EXERCISE: Please output only the lines that run from the line containing "spot the turquoise water pool" through the end of the material below, exactly.

GIVEN ENTRIES:
* Start *

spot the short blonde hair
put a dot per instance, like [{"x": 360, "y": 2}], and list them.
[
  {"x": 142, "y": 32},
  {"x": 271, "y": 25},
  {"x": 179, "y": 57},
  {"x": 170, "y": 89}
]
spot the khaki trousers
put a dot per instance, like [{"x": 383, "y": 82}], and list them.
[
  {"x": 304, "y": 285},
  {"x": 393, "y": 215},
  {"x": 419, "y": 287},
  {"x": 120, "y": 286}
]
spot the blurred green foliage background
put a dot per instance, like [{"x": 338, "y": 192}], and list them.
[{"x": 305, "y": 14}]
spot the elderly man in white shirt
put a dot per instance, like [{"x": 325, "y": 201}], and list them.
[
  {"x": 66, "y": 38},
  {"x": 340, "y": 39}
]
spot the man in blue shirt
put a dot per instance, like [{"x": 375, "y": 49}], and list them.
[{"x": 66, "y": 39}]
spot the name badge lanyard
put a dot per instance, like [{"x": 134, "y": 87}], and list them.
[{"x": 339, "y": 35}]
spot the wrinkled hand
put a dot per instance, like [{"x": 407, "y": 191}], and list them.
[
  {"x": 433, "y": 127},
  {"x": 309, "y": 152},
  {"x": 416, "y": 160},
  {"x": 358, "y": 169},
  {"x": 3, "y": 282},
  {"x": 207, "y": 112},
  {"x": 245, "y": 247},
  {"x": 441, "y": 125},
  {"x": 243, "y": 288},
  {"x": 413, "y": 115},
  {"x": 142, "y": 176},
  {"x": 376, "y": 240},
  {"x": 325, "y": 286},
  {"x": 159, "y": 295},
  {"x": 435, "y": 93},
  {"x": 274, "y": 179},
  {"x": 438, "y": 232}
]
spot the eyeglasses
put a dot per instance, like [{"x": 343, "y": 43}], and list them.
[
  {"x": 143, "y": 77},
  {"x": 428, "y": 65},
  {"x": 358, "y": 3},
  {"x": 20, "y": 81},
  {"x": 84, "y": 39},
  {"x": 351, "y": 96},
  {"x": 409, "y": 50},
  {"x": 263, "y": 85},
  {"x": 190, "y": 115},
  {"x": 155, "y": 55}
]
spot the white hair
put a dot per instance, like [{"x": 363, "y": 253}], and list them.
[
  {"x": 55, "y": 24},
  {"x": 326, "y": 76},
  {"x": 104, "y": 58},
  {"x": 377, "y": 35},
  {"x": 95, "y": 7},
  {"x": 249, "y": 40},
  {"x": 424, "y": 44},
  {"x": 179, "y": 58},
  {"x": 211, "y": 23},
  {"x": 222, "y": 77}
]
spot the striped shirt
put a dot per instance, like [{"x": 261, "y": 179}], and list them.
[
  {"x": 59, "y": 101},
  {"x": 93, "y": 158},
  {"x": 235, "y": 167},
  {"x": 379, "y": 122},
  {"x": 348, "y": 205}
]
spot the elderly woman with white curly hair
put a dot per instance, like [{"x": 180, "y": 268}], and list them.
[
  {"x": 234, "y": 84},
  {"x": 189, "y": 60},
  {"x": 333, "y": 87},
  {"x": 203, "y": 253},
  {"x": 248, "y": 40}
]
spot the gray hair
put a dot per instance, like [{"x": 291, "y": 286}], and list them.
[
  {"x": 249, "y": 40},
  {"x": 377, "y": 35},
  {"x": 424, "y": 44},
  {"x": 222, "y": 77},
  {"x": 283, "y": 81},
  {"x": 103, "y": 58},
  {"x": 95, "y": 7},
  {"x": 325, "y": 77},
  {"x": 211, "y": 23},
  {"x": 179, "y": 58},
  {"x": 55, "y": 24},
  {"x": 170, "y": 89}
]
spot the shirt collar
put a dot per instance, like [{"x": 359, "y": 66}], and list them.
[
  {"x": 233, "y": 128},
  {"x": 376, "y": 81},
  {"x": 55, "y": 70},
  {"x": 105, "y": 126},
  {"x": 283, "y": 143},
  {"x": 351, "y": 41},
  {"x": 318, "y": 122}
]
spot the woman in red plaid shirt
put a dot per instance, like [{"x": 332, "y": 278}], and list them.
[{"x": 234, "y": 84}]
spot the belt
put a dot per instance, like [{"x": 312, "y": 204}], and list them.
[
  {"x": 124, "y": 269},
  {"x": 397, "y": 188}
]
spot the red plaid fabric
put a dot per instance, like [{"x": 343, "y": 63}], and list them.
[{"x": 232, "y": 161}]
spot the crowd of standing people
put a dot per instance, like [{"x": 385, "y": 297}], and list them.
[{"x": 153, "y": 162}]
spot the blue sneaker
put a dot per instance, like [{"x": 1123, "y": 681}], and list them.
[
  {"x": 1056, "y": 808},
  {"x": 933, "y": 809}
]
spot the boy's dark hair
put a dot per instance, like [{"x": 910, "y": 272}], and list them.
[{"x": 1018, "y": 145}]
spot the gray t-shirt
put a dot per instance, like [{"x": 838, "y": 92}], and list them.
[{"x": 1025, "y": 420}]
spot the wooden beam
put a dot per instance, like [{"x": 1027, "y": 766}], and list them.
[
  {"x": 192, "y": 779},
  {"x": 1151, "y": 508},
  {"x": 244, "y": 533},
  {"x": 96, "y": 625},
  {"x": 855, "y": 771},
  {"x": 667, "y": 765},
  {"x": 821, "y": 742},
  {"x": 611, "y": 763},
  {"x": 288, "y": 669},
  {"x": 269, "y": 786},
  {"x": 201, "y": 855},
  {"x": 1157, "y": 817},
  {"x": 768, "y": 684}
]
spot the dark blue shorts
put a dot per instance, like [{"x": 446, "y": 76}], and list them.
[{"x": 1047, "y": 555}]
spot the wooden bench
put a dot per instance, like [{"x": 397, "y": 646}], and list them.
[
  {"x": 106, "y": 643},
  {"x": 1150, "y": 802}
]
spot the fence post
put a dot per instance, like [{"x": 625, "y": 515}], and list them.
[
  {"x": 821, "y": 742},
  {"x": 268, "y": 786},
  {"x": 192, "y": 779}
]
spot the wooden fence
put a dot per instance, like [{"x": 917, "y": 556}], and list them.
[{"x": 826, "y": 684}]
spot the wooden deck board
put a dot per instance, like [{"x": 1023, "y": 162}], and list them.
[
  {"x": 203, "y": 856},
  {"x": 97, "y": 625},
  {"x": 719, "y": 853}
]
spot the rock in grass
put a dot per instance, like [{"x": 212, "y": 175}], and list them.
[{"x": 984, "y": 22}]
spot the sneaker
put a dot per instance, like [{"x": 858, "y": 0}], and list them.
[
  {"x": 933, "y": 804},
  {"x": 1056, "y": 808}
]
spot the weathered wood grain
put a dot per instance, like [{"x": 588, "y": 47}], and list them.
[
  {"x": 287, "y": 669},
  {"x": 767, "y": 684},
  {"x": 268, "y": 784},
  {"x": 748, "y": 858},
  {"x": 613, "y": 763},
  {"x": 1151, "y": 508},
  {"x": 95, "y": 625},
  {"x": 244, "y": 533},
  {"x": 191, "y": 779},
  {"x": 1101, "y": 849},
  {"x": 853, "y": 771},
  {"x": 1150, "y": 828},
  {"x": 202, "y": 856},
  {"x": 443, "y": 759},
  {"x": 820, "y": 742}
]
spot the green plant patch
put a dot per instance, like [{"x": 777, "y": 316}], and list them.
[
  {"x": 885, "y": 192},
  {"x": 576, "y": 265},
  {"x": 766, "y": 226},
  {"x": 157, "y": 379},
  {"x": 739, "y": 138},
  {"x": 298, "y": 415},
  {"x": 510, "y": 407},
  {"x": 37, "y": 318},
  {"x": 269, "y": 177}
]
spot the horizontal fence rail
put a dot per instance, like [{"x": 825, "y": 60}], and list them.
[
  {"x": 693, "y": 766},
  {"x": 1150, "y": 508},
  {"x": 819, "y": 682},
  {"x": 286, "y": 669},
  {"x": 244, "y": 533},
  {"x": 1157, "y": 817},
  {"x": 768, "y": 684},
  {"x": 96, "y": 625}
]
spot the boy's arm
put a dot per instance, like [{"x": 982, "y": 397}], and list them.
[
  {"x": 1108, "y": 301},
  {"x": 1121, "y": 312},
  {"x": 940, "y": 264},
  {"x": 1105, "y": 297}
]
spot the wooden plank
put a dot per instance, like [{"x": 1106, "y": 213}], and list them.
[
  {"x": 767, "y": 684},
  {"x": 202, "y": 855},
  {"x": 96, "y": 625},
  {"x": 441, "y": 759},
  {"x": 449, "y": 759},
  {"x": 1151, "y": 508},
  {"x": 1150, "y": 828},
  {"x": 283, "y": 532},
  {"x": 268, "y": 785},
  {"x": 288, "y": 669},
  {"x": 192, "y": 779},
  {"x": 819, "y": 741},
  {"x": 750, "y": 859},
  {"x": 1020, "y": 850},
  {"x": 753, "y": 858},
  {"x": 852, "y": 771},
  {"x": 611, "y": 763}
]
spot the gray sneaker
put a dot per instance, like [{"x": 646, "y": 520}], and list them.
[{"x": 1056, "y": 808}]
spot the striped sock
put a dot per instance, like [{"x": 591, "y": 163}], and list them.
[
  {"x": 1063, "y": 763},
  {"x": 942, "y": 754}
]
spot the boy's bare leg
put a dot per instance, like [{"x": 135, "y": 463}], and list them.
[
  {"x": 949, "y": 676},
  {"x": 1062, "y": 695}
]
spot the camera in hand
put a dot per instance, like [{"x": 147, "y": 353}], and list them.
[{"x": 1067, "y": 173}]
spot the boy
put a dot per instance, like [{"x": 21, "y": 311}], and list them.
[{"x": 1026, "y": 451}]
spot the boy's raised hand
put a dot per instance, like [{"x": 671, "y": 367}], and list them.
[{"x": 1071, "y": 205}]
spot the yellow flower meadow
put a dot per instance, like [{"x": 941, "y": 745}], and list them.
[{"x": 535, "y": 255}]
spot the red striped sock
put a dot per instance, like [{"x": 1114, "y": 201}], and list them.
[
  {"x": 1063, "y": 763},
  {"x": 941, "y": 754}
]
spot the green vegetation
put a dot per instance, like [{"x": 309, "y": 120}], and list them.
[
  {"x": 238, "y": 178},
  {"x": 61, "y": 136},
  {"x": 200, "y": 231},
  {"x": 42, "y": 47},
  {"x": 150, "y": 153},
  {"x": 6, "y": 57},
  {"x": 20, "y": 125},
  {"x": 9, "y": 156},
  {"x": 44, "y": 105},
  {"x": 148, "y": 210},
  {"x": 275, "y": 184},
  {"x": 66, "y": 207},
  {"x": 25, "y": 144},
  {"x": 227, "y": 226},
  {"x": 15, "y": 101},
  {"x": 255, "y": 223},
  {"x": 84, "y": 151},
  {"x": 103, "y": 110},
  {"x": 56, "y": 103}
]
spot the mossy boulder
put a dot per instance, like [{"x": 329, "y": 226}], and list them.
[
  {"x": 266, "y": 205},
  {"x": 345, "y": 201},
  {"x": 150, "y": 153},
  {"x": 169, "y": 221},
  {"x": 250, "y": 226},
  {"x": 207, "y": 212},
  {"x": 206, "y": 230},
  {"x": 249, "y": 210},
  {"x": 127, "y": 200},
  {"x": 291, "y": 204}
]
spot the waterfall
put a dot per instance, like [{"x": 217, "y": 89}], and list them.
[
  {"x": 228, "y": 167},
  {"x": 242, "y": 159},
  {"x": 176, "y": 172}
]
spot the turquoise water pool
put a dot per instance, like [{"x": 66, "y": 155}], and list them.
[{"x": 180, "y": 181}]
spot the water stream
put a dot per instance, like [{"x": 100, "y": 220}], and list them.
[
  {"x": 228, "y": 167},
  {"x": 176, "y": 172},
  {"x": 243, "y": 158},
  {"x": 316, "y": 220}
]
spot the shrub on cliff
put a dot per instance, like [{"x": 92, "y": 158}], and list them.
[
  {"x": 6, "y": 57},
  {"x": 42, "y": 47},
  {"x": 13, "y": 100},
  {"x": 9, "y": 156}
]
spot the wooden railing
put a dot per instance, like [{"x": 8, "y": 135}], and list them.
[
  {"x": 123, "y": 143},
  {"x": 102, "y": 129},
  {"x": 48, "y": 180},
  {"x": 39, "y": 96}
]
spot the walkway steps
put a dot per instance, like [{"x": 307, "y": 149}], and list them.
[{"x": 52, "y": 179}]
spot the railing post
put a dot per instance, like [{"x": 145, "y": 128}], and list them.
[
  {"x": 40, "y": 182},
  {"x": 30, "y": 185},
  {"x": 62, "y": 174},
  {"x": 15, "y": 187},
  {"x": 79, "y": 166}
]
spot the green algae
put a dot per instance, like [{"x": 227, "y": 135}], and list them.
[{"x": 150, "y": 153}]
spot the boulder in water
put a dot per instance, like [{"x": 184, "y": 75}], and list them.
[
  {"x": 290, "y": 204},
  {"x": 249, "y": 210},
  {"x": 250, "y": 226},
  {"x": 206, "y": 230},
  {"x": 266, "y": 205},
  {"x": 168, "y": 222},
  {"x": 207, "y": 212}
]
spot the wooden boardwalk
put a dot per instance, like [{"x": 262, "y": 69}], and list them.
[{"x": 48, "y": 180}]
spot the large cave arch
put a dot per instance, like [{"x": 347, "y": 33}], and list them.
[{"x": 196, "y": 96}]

* End *

TASK RESPONSE:
spot the turquoise water pool
put a dot per instance, like [{"x": 66, "y": 155}], and list them.
[{"x": 180, "y": 181}]
spot the water stream
put a dot per instance, like [{"x": 100, "y": 220}], and list them.
[
  {"x": 228, "y": 167},
  {"x": 176, "y": 172},
  {"x": 243, "y": 158},
  {"x": 316, "y": 220}
]
spot the shrub on cliff
put a dot per instance, like [{"x": 92, "y": 158}], and list them.
[
  {"x": 6, "y": 57},
  {"x": 42, "y": 47},
  {"x": 13, "y": 100},
  {"x": 9, "y": 156}
]
spot the wooden railing
put a dot per instance, like [{"x": 8, "y": 135}], and list them.
[
  {"x": 123, "y": 143},
  {"x": 102, "y": 129},
  {"x": 48, "y": 180},
  {"x": 39, "y": 96}
]
spot the walkway steps
put a dot per instance, like [{"x": 307, "y": 149}], and list them.
[{"x": 52, "y": 179}]
spot the railing post
put a dot per instance, like [{"x": 145, "y": 128}], and list them.
[
  {"x": 40, "y": 182},
  {"x": 30, "y": 185},
  {"x": 62, "y": 174},
  {"x": 15, "y": 187},
  {"x": 79, "y": 166}
]
spot the green algae
put a dot per instance, like [{"x": 227, "y": 135}], and list them.
[{"x": 150, "y": 153}]
spot the boulder in water
put a dot per instance, like [{"x": 184, "y": 75}], and list them.
[
  {"x": 290, "y": 204},
  {"x": 249, "y": 210},
  {"x": 250, "y": 226},
  {"x": 206, "y": 230},
  {"x": 266, "y": 205},
  {"x": 168, "y": 222},
  {"x": 207, "y": 212}
]
spot the wooden boardwalk
put a dot per instance, like [{"x": 262, "y": 69}], and list them.
[{"x": 48, "y": 180}]
spot the large cave arch
put a dot per instance, like [{"x": 347, "y": 33}], and list them.
[{"x": 196, "y": 96}]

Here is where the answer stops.